[Records to process start]

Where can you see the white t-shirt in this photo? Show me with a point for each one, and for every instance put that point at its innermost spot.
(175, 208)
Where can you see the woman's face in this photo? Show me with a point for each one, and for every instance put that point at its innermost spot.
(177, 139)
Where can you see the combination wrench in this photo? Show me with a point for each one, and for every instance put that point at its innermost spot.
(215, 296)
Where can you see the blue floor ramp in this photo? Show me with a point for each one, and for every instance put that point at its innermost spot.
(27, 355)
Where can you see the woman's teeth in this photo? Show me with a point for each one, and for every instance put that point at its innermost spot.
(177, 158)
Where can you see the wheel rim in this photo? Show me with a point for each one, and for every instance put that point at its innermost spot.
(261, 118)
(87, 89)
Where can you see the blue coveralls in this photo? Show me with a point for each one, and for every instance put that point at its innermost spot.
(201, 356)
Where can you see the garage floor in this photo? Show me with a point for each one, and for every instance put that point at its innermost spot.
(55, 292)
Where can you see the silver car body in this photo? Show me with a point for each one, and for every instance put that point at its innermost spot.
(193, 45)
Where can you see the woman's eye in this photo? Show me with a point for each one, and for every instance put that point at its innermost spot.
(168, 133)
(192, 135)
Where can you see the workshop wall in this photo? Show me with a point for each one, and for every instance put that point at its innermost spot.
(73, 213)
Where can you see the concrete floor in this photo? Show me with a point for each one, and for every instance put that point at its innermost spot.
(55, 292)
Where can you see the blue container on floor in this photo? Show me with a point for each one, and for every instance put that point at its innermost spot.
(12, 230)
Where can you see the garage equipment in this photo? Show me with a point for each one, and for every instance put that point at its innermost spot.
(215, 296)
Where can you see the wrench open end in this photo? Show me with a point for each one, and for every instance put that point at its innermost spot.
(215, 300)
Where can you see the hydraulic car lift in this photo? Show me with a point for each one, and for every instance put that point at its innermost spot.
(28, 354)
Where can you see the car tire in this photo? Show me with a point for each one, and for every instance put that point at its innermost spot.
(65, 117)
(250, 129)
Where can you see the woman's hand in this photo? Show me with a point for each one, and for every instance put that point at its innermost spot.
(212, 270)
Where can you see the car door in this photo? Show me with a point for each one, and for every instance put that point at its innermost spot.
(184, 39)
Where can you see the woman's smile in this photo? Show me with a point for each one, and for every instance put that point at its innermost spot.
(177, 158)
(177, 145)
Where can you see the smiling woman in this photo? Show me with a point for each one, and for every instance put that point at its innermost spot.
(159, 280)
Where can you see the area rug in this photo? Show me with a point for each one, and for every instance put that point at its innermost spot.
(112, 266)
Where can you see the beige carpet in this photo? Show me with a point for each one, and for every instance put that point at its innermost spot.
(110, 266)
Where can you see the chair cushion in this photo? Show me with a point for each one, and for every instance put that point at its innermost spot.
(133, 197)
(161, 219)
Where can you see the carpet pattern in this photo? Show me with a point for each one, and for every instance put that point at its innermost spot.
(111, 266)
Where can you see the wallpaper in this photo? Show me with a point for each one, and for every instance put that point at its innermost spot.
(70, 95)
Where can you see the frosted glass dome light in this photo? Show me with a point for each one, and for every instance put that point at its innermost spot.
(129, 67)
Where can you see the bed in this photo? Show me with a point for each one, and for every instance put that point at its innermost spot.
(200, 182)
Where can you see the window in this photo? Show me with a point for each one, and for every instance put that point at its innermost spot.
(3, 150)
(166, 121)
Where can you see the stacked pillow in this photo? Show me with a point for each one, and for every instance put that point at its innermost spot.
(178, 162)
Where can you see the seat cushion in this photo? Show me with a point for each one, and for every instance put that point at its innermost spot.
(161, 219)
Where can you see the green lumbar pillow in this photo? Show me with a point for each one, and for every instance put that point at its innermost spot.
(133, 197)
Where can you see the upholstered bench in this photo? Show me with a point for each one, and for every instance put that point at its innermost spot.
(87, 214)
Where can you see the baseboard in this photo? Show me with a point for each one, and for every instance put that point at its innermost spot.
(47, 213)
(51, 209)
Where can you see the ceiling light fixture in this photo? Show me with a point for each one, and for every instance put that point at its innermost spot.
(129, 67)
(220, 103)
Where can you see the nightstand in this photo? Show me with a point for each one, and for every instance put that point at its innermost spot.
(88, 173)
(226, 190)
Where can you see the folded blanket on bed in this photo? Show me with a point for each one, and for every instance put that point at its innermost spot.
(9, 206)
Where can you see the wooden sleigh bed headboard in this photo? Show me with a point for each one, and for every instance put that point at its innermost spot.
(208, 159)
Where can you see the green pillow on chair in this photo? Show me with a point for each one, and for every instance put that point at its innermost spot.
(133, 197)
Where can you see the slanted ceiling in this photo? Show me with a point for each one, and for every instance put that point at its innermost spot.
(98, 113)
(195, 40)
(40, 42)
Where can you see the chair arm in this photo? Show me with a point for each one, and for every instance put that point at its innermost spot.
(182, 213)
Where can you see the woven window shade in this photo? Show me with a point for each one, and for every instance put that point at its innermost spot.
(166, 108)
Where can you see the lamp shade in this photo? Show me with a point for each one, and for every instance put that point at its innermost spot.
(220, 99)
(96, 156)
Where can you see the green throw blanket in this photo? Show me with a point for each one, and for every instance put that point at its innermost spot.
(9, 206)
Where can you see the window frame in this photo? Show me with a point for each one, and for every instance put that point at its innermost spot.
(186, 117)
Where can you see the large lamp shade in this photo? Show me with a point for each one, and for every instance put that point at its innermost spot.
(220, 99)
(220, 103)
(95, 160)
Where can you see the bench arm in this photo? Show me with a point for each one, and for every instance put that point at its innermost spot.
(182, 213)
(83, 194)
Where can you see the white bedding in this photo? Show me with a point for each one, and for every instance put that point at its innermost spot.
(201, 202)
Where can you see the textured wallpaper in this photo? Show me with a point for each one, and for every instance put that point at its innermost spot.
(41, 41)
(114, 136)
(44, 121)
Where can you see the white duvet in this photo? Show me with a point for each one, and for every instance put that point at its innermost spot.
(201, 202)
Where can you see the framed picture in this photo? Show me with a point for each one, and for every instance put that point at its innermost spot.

[Records to process end]
[Records to process start]

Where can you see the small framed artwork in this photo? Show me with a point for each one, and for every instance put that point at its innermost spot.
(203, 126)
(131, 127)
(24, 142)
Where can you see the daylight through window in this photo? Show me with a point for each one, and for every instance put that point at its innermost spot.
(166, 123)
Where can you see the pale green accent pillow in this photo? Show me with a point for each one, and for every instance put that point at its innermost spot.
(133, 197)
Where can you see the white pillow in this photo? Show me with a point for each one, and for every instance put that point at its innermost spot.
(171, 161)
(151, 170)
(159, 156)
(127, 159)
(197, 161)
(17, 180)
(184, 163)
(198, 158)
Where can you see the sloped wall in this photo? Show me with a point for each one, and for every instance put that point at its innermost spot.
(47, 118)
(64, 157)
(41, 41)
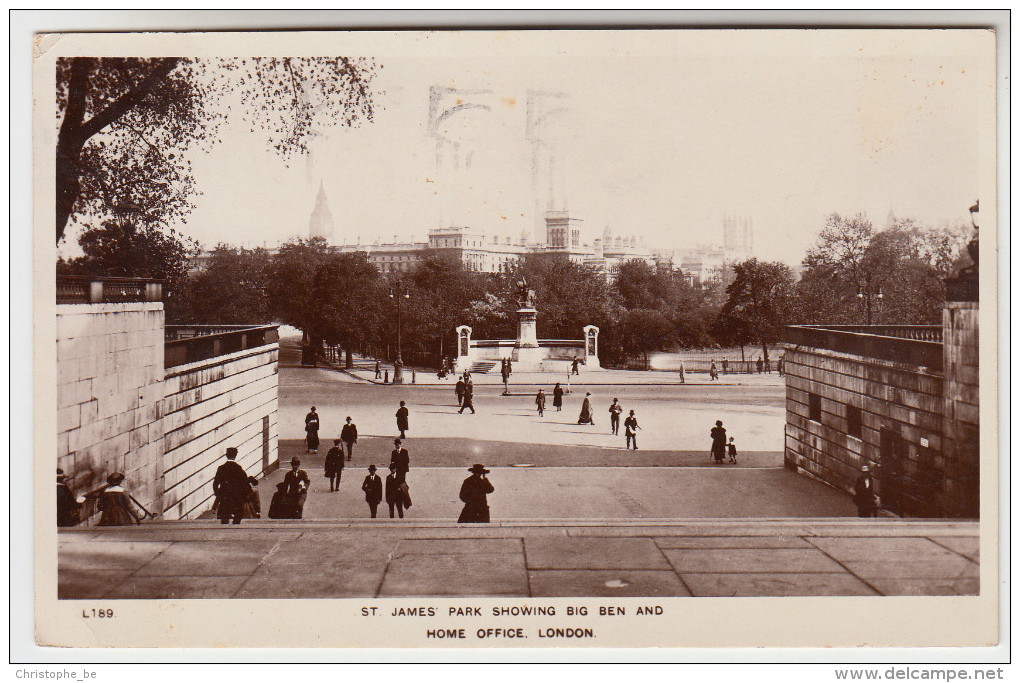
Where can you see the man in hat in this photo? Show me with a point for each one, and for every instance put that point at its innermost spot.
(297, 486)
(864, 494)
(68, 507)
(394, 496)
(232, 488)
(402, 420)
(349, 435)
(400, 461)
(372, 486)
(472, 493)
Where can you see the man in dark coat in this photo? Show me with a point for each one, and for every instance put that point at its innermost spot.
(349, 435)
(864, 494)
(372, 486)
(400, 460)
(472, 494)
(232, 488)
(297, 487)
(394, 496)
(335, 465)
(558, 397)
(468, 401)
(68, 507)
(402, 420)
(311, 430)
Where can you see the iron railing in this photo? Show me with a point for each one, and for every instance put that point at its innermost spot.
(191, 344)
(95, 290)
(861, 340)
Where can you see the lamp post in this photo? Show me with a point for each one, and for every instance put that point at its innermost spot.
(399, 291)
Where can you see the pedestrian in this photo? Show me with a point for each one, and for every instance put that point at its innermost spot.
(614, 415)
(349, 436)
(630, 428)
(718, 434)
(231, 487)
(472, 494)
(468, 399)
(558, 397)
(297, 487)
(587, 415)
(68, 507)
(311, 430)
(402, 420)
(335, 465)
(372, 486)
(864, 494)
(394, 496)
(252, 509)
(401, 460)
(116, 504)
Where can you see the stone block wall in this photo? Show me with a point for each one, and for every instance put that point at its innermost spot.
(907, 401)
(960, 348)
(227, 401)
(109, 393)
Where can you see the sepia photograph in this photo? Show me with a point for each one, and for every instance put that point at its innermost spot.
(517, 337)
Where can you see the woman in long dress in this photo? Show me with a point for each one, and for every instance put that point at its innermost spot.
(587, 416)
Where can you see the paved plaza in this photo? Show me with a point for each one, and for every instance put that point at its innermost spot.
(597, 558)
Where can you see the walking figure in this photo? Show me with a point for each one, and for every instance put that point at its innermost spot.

[Records to process end]
[Records to process start]

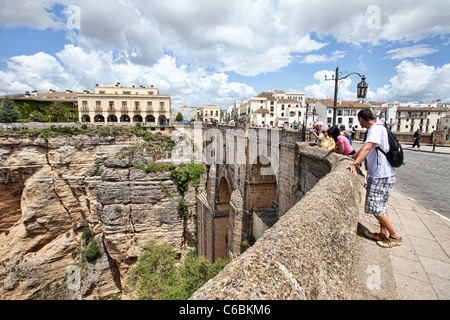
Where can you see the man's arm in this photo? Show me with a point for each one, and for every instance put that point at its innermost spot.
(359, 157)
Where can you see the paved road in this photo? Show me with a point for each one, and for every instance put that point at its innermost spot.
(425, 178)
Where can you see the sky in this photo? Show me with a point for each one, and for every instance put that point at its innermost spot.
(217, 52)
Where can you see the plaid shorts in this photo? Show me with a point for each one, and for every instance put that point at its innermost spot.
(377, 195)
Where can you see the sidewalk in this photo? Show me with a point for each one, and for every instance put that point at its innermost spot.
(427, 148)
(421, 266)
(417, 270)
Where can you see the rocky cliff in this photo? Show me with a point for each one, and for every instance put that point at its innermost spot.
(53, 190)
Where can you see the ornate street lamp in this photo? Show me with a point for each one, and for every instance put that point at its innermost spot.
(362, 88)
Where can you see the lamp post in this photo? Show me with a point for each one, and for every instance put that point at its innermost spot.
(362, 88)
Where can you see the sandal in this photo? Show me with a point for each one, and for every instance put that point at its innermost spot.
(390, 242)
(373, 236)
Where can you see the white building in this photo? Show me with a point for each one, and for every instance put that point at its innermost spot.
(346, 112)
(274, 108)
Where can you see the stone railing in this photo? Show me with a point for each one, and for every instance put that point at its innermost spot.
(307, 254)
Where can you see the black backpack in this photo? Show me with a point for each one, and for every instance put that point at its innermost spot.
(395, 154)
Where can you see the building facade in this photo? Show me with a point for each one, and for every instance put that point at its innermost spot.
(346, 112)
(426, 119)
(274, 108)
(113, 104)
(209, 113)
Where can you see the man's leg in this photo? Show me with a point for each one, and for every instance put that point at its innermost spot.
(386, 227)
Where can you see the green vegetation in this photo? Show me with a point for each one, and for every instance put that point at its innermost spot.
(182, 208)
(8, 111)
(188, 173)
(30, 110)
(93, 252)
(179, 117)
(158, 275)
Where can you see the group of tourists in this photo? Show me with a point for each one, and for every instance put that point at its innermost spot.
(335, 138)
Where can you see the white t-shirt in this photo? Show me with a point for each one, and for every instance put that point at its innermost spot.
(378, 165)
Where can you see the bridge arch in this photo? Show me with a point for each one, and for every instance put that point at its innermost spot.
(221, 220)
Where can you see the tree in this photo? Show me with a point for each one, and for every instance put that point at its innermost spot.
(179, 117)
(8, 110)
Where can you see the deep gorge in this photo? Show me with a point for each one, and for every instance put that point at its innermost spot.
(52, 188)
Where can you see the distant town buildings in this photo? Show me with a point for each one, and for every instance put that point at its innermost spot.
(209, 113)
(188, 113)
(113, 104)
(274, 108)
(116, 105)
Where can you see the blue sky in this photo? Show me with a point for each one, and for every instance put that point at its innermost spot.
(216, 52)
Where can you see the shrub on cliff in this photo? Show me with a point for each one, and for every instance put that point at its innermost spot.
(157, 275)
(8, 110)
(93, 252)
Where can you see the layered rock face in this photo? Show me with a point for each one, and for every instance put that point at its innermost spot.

[Records to process end]

Task prompt: Find every line in the records above that contains the word "chair", and copy each of those lines.

Exercise output:
Where can you see the chair cushion in this photo? Show me with a point for each one, and for every instance put that point at its innermost spot.
Where can you see the green pillow on chair in this photo? Show me with a point for each one, and for every instance put that point at its innermost spot.
Where can you see the chair arm in this photo? Show me with a point for each one, and for every instance put that point at its innermost spot.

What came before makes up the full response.